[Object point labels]

>>>>>

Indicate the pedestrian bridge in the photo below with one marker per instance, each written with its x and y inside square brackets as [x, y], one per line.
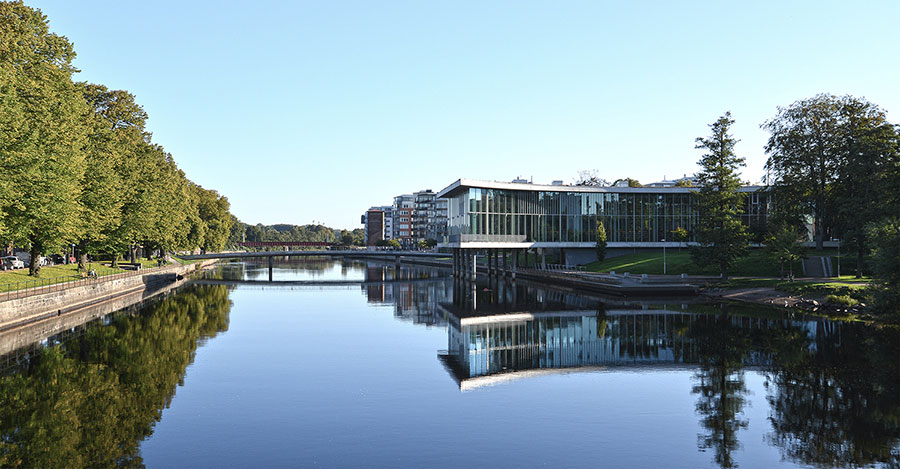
[396, 256]
[320, 253]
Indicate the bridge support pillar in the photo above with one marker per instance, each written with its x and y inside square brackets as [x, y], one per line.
[515, 263]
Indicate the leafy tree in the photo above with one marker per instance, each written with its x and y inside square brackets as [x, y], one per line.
[601, 241]
[41, 132]
[868, 155]
[719, 231]
[680, 235]
[631, 182]
[887, 266]
[804, 153]
[590, 178]
[213, 212]
[115, 131]
[784, 244]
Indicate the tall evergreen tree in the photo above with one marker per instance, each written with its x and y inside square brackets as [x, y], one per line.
[721, 236]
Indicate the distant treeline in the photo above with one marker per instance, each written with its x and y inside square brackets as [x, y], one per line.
[78, 165]
[304, 233]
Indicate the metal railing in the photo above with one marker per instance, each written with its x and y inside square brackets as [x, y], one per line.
[558, 268]
[40, 286]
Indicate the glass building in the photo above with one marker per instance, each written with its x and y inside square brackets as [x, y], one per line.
[485, 214]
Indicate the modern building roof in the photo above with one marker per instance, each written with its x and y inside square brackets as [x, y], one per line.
[462, 184]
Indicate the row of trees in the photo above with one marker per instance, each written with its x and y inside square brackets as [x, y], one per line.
[834, 158]
[79, 166]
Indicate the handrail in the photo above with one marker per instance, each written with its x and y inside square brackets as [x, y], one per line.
[41, 286]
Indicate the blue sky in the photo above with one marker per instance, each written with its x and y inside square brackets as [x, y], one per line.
[314, 111]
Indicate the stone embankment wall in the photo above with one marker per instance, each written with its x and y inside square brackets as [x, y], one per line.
[19, 311]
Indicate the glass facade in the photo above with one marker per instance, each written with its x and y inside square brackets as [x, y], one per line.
[478, 214]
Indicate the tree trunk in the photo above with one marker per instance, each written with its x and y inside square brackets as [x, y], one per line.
[859, 263]
[34, 268]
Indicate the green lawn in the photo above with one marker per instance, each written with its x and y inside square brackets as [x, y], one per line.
[755, 264]
[19, 279]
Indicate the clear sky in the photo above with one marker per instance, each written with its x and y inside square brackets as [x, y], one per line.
[316, 110]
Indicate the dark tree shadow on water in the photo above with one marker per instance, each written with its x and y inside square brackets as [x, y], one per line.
[720, 385]
[837, 404]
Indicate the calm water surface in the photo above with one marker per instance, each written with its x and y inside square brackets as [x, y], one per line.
[411, 368]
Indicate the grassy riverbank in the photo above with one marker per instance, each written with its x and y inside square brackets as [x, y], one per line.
[11, 280]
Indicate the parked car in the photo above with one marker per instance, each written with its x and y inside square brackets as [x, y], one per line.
[12, 262]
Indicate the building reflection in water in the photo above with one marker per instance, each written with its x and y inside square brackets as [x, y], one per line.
[415, 292]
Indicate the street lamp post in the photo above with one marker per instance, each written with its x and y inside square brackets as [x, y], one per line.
[664, 256]
[839, 257]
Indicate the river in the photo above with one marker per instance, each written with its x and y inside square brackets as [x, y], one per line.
[353, 364]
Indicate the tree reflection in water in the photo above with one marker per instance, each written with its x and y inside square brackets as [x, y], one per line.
[90, 402]
[722, 349]
[837, 402]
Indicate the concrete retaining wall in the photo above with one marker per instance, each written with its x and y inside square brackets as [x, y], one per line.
[24, 310]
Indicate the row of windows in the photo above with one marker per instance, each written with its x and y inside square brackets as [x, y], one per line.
[524, 216]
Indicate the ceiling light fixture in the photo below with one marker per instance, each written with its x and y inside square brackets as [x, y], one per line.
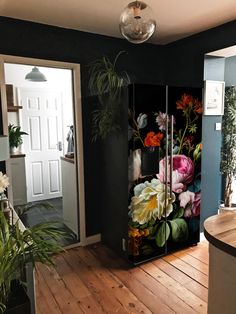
[35, 76]
[137, 23]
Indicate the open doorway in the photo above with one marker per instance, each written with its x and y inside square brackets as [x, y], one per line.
[48, 178]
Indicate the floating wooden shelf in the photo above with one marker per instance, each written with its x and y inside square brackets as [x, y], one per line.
[13, 108]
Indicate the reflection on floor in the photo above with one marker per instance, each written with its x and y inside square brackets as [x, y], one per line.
[39, 214]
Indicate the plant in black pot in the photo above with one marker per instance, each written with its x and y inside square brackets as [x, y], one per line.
[19, 246]
[228, 154]
[105, 81]
[15, 137]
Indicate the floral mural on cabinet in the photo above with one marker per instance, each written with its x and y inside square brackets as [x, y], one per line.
[159, 217]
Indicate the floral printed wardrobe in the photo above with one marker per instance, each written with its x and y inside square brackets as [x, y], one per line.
[164, 161]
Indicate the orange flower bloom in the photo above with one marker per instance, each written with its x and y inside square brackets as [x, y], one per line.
[134, 232]
[153, 139]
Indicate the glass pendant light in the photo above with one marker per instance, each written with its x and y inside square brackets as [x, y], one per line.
[35, 76]
[137, 23]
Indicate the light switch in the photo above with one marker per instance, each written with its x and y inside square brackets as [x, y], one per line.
[218, 126]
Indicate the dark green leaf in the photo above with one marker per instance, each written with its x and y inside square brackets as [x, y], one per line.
[163, 233]
[179, 230]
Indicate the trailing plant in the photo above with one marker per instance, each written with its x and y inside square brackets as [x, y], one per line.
[105, 81]
[15, 135]
[19, 247]
[228, 153]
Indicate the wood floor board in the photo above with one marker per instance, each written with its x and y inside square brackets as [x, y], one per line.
[175, 287]
[95, 280]
[196, 263]
[187, 269]
[127, 299]
[146, 282]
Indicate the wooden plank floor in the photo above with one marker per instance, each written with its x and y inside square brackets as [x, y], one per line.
[94, 280]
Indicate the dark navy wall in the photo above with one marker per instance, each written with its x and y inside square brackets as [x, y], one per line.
[230, 71]
[185, 66]
[144, 63]
[179, 64]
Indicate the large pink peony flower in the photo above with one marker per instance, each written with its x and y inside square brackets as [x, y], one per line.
[183, 172]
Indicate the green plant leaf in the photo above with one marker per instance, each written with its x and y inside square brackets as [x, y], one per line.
[179, 230]
[163, 233]
[178, 212]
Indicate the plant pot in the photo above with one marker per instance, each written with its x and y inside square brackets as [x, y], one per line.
[14, 150]
[19, 302]
[224, 209]
[150, 160]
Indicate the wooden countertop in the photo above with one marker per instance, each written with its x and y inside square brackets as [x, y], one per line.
[220, 231]
[17, 155]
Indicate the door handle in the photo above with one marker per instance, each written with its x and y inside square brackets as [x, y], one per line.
[59, 145]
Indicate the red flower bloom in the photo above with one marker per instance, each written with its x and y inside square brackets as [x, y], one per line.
[153, 139]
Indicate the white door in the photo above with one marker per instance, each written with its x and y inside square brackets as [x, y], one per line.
[42, 120]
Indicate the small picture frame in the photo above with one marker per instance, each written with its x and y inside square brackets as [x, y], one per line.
[214, 94]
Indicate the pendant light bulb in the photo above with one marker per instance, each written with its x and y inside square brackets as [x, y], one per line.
[35, 76]
[137, 24]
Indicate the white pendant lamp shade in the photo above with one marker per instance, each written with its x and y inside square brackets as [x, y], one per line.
[35, 76]
[137, 23]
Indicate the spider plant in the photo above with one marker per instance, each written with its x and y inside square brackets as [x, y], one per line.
[15, 135]
[105, 81]
[19, 247]
[228, 154]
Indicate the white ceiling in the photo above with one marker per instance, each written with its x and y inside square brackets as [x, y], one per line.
[175, 19]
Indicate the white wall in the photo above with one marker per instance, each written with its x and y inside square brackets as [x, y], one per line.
[59, 79]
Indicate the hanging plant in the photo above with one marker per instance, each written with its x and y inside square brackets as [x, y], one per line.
[105, 81]
[228, 153]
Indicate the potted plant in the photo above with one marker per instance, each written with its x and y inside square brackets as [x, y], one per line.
[228, 154]
[17, 248]
[105, 81]
[15, 136]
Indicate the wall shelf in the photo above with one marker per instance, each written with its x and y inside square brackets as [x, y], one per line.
[13, 108]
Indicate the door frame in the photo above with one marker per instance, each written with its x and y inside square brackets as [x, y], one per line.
[77, 109]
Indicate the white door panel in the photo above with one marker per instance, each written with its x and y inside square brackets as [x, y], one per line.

<<<<<

TASK TO COMPLETE ::
Output exactly the lines from the one containing "Indicate the potted" through the last line of the entries, both ends included.

EXERCISE ANSWER ::
Indicate the potted plant in the photo above with one marker per instance, each written with its x and y inside square brackets as [x, y], one per line.
[228, 154]
[17, 248]
[105, 81]
[15, 136]
Indicate the wall shelf in the photo above with one marker per instance, each written with its x and y inside square brackets as [x, y], one per line.
[13, 108]
Indicate the door frame in the photo above with one marker per instance, each written with its x and y inside square brackets as [x, y], one per line.
[77, 109]
Indicate the white door panel in the photo above with one marker per instance, each written with its x and y inside square brackets as [x, y], one per line.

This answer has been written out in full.